**Extrait du document:**
=======
15 juin 2011

Comment la Californie se prépare au pire ?




La Californie sous les eaux ? C'est l'hypothèse qui a réuni il y a peu des climatologues du monde entier, à Sacramento, la capitale administrative et politique du Golden State. Objectif : plancher sur la pertinence d'un scénario inédit de catastrophe naturelle, Ark Storm -littéralement « la tempête de l'Arche », en référence à l'Arche de Noé -, prévoyant que des multitudes d'orages pourraient se succéder sans discontinuer pendant un à deux mois, provoquant des pluies diluviennes qui noieraient le centre de la Californie sous 3 à 4 mètres d'eau. Une véritable mer intérieure de plusieurs centaines de kilomètres de long se formerait alors dans la Sacramento Valley, détruisant non seulement cultures et habitations, mais aussi l'essentiel de la vie économique. A la clef, des milliers de morts et des centaines de milliards de dollars de dégâts.
=======
**Données fournies:**
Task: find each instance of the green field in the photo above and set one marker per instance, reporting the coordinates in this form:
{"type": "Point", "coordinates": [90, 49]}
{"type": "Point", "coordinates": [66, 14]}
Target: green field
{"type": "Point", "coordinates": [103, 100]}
=======
**Travail demandé:** Dressez la liste de tout ce que détruirait la mer intérieure formée dans la Sacramento Valley, selon l'article sur le scénario Ark Storm.

**Résultat de la tâche:**
- les cultures
- les habitations
- l'essentiel de la vie économique